Estratto della pagina —
- - -

L'HOGGIDI'
overo
Il mondo non peggiore, né più Calamitoso del passato
Parte Prima
DISINGANNO XLIX
Che diversi spaventevoli Avvenimenti, Prodigij, Portenti, Mostri, e miracoli di natura,
in ognitempo si viddero, ò intesero, ne HOGGIDI, ò più spesso, ò più grandi
de'nostri Progenitori vediamo, ò intendiamo.
Non hà dubbio alcuno, che si come la rarità, o novità delle cose, le quali o dopo
grand'intervallo di tempo, ò in molta distanza di luogo da chi le vede, o
se ne, avvengono, cagiona ne' mortali per lo più la maraviglia, cosi è
certo, che la maraviglia, e particolarmente smoderata origina
dall'Ignoranza; e che da questa poi, se non m'inganno, quasi da Madre
fecondissima sono conceputi, e partoriti tanti HOGGIDI, che s'odono per
tutto 'l Mondo.
Racconta Seneca, che pregato una volta Socrate dal Re Archelao, che andasse
da lui, Socrate gli mandò per risposta, che non voleva andare a ricevere
beneficìj da uno, al quale non poteva poi rendere la pariglia. Hor viene
biasimato da Seneca questo Filosofo, posciache se questi non haveva forze da
mostrarsi grato al Re con altri presenti, e donativi quali, e quanti da
questo riceverne credeva, era però atto, e bastevole contracambiarlo con
insegnarli la Filosofia, od altro, essendo il Re per molto grossolano, e
goffo si faceva conoscere.

- - -

Esercizi da svolgere —
1. Riscrivi il tratto dell'estratto che va da "Racconta Seneca, che" fino a "si faceva conoscere.", sostituendo "Archelao" con "Perdicca".
2. Rispondi alle domande seguenti in base all'estratto.
(a) Quale numero porta il Disinganno riportato?
(b) Da che cosa ha origine la maraviglia smoderata?
(c) Chi pregò Socrate di andare da lui?
3. Traduci in inglese questa frase dell'estratto: "Racconta Seneca, che pregato una volta Socrate dal Re Archelao, che andasse da lui, Socrate gli mandò per risposta, che non voleva andare a ricevere beneficìj da uno, al quale non poteva poi rendere la pariglia."

Materiale fornito —
- - -

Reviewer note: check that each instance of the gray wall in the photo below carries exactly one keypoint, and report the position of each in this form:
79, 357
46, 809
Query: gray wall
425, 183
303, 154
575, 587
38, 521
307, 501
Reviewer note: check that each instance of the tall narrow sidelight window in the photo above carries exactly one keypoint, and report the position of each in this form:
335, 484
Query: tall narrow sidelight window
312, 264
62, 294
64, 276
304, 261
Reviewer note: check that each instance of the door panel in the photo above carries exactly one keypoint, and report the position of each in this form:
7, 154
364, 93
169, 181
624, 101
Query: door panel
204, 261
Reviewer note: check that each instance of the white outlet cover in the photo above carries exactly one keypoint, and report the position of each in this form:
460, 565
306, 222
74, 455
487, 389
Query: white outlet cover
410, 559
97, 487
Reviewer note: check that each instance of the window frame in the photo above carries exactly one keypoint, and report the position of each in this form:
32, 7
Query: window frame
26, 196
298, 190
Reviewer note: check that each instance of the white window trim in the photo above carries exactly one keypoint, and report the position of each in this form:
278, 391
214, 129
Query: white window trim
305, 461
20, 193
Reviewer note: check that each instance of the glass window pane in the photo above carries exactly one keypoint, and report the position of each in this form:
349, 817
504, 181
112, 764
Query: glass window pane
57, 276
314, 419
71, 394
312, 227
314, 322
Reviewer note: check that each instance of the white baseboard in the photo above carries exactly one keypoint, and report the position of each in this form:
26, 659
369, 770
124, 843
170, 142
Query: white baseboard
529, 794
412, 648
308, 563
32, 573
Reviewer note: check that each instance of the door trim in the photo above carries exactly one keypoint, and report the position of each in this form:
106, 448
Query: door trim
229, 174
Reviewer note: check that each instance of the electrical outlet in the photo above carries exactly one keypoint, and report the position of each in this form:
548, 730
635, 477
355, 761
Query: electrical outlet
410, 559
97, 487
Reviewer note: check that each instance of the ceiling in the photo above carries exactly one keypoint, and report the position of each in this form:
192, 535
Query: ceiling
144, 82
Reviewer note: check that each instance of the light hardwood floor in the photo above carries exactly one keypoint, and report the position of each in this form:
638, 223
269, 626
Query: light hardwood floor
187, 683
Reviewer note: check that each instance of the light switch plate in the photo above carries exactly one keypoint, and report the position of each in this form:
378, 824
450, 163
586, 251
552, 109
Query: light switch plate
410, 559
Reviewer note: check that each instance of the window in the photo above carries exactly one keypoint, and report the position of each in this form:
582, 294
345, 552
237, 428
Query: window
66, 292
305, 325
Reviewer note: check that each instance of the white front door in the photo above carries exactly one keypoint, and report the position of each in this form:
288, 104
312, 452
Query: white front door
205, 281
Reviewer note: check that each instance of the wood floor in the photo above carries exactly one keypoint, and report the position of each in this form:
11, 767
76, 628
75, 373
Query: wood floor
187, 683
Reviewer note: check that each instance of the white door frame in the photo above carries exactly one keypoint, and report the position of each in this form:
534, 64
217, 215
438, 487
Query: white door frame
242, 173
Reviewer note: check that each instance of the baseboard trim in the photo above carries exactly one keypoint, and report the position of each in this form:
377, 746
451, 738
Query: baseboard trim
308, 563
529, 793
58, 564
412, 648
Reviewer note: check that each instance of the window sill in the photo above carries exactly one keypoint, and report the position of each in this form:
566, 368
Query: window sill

- - -

Esercizi svolti —
1.
Racconta Seneca, che pregato una volta Socrate dal Re Perdicca, che andasse
da lui, Socrate gli mandò per risposta, che non voleva andare a ricevere
beneficìj da uno, al quale non poteva poi rendere la pariglia. Hor viene
biasimato da Seneca questo Filosofo, posciache se questi non haveva forze da
mostrarsi grato al Re con altri presenti, e donativi quali, e quanti da
questo riceverne credeva, era però atto, e bastevole contracambiarlo con
insegnarli la Filosofia, od altro, essendo il Re per molto grossolano, e
goffo si faceva conoscere.

2.
(a) XLIX.
(b) Dall'Ignoranza.
(c) Il Re Archelao.

3. Seneca relates that when Socrates was once asked by King Archelaus to come to him, Socrates sent him word in reply that he did not wish to go and receive benefits from someone to whom he could not then return the favor.